> Goal
Reproduce all the entries exactly and keep the pictures out.
─── Data for processing ───
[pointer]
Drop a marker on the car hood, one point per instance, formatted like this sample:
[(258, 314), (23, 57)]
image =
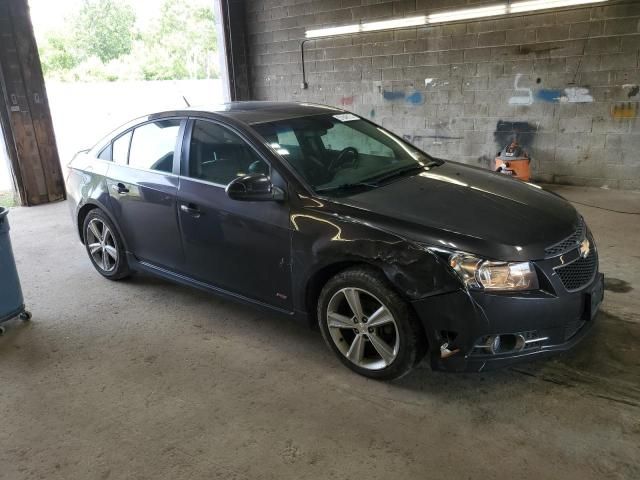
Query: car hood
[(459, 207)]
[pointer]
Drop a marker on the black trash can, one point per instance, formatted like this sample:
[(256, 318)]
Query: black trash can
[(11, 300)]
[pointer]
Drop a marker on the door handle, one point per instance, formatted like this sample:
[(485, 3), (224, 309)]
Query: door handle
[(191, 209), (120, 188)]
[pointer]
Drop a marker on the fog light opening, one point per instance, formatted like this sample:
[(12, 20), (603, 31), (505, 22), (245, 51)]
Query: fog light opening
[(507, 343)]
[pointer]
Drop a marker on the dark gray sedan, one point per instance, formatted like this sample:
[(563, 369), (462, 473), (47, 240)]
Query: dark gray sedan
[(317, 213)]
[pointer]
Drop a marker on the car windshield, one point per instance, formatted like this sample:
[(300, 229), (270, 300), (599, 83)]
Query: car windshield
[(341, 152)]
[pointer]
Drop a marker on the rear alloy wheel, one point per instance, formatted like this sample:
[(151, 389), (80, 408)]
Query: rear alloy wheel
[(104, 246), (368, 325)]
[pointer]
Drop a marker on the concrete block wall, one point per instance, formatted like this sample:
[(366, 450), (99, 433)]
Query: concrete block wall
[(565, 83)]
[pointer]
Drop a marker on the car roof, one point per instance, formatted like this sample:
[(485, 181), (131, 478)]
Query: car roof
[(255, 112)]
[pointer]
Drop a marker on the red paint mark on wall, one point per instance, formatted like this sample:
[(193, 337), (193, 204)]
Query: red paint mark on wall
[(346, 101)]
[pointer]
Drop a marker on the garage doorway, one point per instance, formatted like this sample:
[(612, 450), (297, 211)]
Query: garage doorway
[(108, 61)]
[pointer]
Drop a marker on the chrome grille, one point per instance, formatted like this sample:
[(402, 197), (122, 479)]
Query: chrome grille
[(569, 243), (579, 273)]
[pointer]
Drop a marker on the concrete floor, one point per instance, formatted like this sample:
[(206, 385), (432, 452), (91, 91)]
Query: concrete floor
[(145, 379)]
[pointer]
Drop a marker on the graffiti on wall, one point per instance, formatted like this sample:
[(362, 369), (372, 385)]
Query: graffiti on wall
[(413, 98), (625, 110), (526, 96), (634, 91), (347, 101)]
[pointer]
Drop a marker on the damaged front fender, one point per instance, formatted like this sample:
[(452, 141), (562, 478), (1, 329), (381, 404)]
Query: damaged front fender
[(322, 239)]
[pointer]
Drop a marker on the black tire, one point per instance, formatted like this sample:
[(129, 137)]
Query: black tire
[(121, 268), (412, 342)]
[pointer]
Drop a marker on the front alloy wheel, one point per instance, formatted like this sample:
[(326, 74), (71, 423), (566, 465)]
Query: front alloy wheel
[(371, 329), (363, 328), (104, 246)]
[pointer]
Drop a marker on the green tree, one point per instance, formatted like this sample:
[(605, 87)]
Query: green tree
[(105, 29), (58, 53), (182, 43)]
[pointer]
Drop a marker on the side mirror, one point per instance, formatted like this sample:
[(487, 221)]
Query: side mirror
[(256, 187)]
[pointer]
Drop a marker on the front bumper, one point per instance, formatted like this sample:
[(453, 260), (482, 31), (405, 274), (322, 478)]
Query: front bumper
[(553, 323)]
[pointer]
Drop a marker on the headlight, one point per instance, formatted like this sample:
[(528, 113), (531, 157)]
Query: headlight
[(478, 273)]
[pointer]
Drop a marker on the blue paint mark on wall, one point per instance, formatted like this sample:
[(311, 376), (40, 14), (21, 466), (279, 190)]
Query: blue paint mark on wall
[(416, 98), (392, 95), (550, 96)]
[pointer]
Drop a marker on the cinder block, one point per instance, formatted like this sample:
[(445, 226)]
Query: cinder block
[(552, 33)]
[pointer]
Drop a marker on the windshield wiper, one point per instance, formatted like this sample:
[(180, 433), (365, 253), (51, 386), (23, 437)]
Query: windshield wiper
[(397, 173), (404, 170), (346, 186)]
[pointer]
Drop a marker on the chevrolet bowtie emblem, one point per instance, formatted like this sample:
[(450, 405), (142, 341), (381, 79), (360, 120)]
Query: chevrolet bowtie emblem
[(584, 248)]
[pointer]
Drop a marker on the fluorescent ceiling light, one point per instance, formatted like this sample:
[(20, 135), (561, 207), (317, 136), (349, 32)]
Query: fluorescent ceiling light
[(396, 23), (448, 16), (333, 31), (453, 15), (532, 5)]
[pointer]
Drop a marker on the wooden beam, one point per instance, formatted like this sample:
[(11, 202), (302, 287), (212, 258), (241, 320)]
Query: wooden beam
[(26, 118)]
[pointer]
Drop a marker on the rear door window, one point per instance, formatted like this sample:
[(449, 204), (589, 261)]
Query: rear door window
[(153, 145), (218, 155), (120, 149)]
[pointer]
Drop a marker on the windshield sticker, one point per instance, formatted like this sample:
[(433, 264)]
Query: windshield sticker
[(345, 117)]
───
> Result for this exercise
[pointer]
Drop a marker on the car hood, one point per instance, formatted like this sample:
[(258, 314), (23, 57)]
image =
Query: car hood
[(459, 207)]
[pointer]
Drop a marker on the black trash can, one point per instance, formatted like this sample:
[(256, 318)]
Query: black trash can
[(11, 300)]
[pointer]
Drop a marker on the door handle, one point per instance, formatted like this sample:
[(485, 3), (224, 309)]
Query: door handle
[(191, 209), (120, 188)]
[pointer]
Drop a marker on the fog light opening, one point per instance, formatted like this sample:
[(12, 20), (603, 31), (505, 22), (245, 51)]
Query: fog light opening
[(507, 343)]
[pointer]
Drop a marker on the dark gray sedan, one point per instance, formatted like this sample:
[(563, 369), (462, 473), (47, 240)]
Query: dark gray sedan
[(317, 213)]
[pointer]
Drop a marker on the car windshield, one point per instance, formatted like this sample:
[(300, 229), (270, 300), (599, 83)]
Query: car windshield
[(341, 152)]
[pointer]
Drop a marker on the rear alloy wheel, one point per instance, formatted like this sample:
[(151, 389), (80, 408)]
Query: rear alloy wheel
[(104, 246), (368, 325)]
[pointer]
Drop a marker on the concrete block wall, one point per instance, formatted like this sample:
[(366, 450), (99, 433)]
Query: concrete block wall
[(565, 83)]
[pointer]
Drop a marker on the car roof, one point per instance, formatted like this sample:
[(485, 181), (131, 478)]
Query: car roof
[(255, 112)]
[pointer]
Drop a marker on the red paint mark on wall, one point per instance, formatted like this sample:
[(193, 337), (193, 204)]
Query: red paint mark on wall
[(346, 101)]
[pointer]
Drop a marker on the garage doorway, one point per instance, formatted like this sample:
[(612, 450), (297, 211)]
Query: garage doorway
[(108, 61)]
[pointer]
Drop a marker on the chrome grille, one point per instance, formatted like this sample:
[(402, 197), (122, 479)]
Query: chrome grille
[(569, 243), (579, 273)]
[pointer]
Drop a marker on the concrete floor, one point per instance, formatted like this sample:
[(206, 385), (432, 452), (91, 91)]
Query: concrete floor
[(145, 379)]
[pointer]
Drop a marker on the graffiti on wall, one point per instance, formatted like this sample:
[(362, 369), (372, 385)]
Query: graffiti on wall
[(413, 98), (625, 110), (526, 96), (634, 91), (347, 101)]
[pointer]
Drop a marker on the damaged front fender, one point per instance, formatted like this sample:
[(452, 141), (562, 478), (1, 329), (381, 404)]
Query: damaged front fender
[(322, 239)]
[pointer]
Drop a marker on the black tire, one point per instance, formatted like this sample:
[(129, 137)]
Query: black tire
[(121, 268), (412, 342)]
[pointer]
Drop a marker on the front alloy wheel, one point per instance, formatted like this sample:
[(326, 74), (71, 423), (566, 465)]
Query: front alloy wheel
[(371, 329), (363, 328), (104, 246)]
[pointer]
Drop a marker on the green tree, one point per instance, formatted like this sample:
[(605, 87)]
Query: green tree
[(105, 29), (58, 53), (182, 43)]
[pointer]
Drop a marker on the side mirror, one point per instance, formatted like this sample:
[(487, 221)]
Query: side mirror
[(256, 187)]
[pointer]
Drop a marker on the front bumper, one point per instance, formatted like this sample:
[(453, 260), (482, 31), (405, 274), (322, 478)]
Query: front bumper
[(553, 323)]
[pointer]
Drop a marker on the headlight, one point per instance, formatted like this sample:
[(528, 113), (531, 157)]
Query: headlight
[(478, 273)]
[pointer]
Drop a marker on the blue paint mark on wall, one point per instance, formatted like this sample:
[(311, 376), (40, 14), (21, 466), (279, 190)]
Query: blue paint mark on wall
[(416, 98), (392, 95), (550, 96)]
[pointer]
Drop a marker on the cinder block, one point per instance, formatted like this sample:
[(445, 226)]
Query: cinder block
[(552, 33)]
[pointer]
Drop a marker on the windshield wiper, one point per instance, formatted like this sample:
[(180, 433), (365, 253), (51, 386), (23, 437)]
Query: windshield wiper
[(397, 173), (404, 170), (346, 186)]
[pointer]
Drop a marker on the chevrolet bowtie emblem, one point per instance, formatted like this sample:
[(450, 405), (142, 341), (381, 79), (360, 120)]
Query: chevrolet bowtie emblem
[(584, 248)]
[pointer]
Drop a marker on the fluorescent ceiling light, one point per instance, formatted like this sample:
[(20, 135), (561, 207), (317, 136), (349, 32)]
Query: fluorescent ceiling light
[(396, 23), (448, 16), (333, 31), (453, 15), (532, 5)]
[pointer]
Drop a marker on the wooden beam, one point per instance, formatted like this sample:
[(11, 202), (302, 287), (212, 258), (241, 320)]
Query: wooden beam
[(26, 118)]
[pointer]
Drop a marker on the rear door window, one point per instance, formatted like this sample:
[(449, 204), (589, 261)]
Query: rear door window
[(153, 145), (218, 155), (120, 149)]
[pointer]
Drop a marker on the windshield sticker, one point per instance, formatted like this sample:
[(433, 264)]
Query: windshield sticker
[(345, 117)]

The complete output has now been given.